▶ _Data provided_
++++++

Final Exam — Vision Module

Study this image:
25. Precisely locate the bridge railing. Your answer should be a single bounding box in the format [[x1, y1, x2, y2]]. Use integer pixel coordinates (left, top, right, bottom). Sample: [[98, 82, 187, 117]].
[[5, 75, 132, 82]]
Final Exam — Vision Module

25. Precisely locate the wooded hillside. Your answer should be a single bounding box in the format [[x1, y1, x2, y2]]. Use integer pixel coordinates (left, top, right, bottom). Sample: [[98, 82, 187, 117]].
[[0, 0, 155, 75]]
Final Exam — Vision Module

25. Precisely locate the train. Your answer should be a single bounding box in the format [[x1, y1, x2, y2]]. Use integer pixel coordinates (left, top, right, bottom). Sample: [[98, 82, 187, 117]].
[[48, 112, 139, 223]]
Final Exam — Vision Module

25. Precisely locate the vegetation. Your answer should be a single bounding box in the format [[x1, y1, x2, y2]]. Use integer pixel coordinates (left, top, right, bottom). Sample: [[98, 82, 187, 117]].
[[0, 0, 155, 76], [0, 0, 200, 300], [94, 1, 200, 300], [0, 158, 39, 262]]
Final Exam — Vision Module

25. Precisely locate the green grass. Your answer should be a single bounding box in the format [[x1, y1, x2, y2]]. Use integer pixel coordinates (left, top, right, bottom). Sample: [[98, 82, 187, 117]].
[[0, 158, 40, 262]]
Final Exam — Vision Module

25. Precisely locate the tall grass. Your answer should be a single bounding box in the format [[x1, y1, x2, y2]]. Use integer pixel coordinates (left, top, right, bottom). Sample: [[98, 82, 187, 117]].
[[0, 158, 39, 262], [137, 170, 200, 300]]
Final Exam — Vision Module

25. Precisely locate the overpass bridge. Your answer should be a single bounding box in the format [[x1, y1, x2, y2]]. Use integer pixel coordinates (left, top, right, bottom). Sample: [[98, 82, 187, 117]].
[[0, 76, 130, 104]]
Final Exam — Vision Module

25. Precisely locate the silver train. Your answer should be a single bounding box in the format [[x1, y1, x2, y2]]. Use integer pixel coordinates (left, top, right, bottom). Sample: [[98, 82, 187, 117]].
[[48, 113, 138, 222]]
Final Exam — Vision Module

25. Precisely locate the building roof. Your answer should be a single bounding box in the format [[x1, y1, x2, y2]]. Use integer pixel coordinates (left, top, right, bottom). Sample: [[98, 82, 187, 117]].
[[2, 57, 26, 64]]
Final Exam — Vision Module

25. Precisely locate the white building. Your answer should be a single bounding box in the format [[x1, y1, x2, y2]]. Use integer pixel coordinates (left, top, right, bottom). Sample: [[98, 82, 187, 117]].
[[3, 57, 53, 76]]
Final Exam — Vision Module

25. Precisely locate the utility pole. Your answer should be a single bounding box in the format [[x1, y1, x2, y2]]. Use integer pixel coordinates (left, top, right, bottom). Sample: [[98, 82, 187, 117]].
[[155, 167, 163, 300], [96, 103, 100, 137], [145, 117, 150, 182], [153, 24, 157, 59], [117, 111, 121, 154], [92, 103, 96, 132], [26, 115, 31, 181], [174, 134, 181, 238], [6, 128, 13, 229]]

++++++

▶ _Task objective_
Rewrite the lines from the very first one through the line that contains "[[48, 112, 139, 223]]", putting "Example" in place of "Sample" and leaving everything else untouched.

▶ _Task answer_
Final Exam — Vision Module

Study this image:
25. Precisely locate the bridge railing. Your answer should be a single bounding box in the format [[x1, y1, x2, y2]]. Use integer pixel coordinates (left, top, right, bottom). Example: [[98, 82, 187, 117]].
[[5, 75, 132, 82]]
Final Exam — Vision Module

25. Precisely locate the wooded hillside. Your answer should be a single bounding box in the format [[x1, y1, x2, y2]]. Use integer pixel coordinates (left, top, right, bottom). Example: [[98, 82, 187, 117]].
[[0, 0, 155, 75]]
Final Exam — Vision Module

25. Precisely locate the train. Your answer should be a single bounding box in the format [[x1, y1, x2, y2]]. Use integer pixel coordinates (left, top, right, bottom). Example: [[98, 82, 187, 117]].
[[48, 112, 139, 223]]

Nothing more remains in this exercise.